What is needed –
Reproduce exactly the lines from the start of the records through the line containing "[pin] glass sliding", both included. Leave the pictures out.

------ Dataset records

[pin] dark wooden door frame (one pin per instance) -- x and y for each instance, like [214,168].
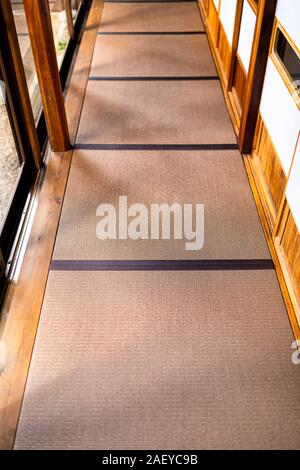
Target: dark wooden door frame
[235,41]
[256,74]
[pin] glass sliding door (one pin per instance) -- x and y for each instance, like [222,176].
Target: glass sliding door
[18,165]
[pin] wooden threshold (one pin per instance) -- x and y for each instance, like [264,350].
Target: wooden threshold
[23,303]
[280,269]
[228,102]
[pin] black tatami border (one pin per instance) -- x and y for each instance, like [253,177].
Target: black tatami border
[163,265]
[150,1]
[153,78]
[147,33]
[171,147]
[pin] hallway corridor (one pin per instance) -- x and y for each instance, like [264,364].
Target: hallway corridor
[143,344]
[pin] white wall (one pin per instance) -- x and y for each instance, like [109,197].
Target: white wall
[278,108]
[293,188]
[288,13]
[246,34]
[281,115]
[227,17]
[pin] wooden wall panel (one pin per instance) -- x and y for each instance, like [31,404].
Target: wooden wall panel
[290,244]
[268,171]
[213,23]
[239,85]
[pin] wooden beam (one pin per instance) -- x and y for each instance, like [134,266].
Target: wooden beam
[235,41]
[69,18]
[18,69]
[43,48]
[256,74]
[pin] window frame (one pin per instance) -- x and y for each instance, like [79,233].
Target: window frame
[282,70]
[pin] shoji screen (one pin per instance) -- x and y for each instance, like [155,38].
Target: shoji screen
[227,17]
[246,34]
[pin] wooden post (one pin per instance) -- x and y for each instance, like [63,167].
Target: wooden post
[256,74]
[19,72]
[235,41]
[43,48]
[69,18]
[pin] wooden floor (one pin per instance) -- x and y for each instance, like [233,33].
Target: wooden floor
[126,354]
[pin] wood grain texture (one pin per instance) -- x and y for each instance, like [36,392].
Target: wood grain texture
[269,172]
[213,23]
[17,64]
[43,48]
[290,245]
[224,50]
[24,300]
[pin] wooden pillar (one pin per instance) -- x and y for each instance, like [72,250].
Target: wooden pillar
[43,48]
[235,41]
[18,70]
[256,74]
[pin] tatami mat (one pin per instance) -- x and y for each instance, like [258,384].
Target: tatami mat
[162,361]
[151,17]
[215,179]
[180,55]
[163,112]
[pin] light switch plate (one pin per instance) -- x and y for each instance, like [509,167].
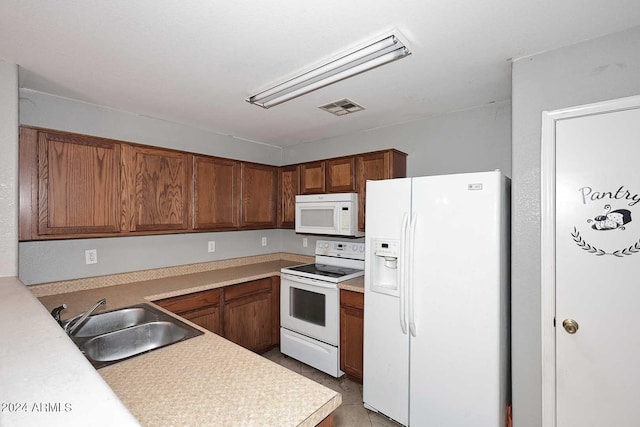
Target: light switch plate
[91,256]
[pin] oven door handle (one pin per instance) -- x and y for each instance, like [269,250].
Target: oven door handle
[307,281]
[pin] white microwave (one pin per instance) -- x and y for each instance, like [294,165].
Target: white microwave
[331,214]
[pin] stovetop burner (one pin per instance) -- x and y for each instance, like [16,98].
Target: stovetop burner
[325,270]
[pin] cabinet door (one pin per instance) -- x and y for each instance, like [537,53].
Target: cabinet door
[208,318]
[373,166]
[341,175]
[289,188]
[159,182]
[216,193]
[259,195]
[248,321]
[78,184]
[312,178]
[351,333]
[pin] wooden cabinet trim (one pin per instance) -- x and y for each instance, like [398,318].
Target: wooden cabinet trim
[254,331]
[210,217]
[72,173]
[352,299]
[288,189]
[312,177]
[276,208]
[352,333]
[242,290]
[169,207]
[259,201]
[191,301]
[341,175]
[28,183]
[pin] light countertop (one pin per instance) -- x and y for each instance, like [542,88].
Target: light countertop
[44,379]
[206,380]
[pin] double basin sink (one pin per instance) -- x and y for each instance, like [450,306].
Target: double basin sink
[113,336]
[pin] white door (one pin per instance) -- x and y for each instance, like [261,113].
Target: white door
[457,302]
[597,270]
[386,346]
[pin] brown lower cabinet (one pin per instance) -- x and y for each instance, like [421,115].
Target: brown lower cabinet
[351,333]
[247,313]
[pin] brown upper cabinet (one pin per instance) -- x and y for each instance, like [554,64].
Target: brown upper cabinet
[373,166]
[78,186]
[159,183]
[216,193]
[259,195]
[68,185]
[289,184]
[341,175]
[312,180]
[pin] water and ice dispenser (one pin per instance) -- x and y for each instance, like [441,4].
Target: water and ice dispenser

------------

Answer to the problem –
[pin] dark wooden door frame (one pin per instance) -- x and y for each instance, like [214,168].
Target: dark wooden door frame
[235,41]
[256,74]
[pin] glass sliding door (one pin per instance) -- x and y for each instance, like [222,176].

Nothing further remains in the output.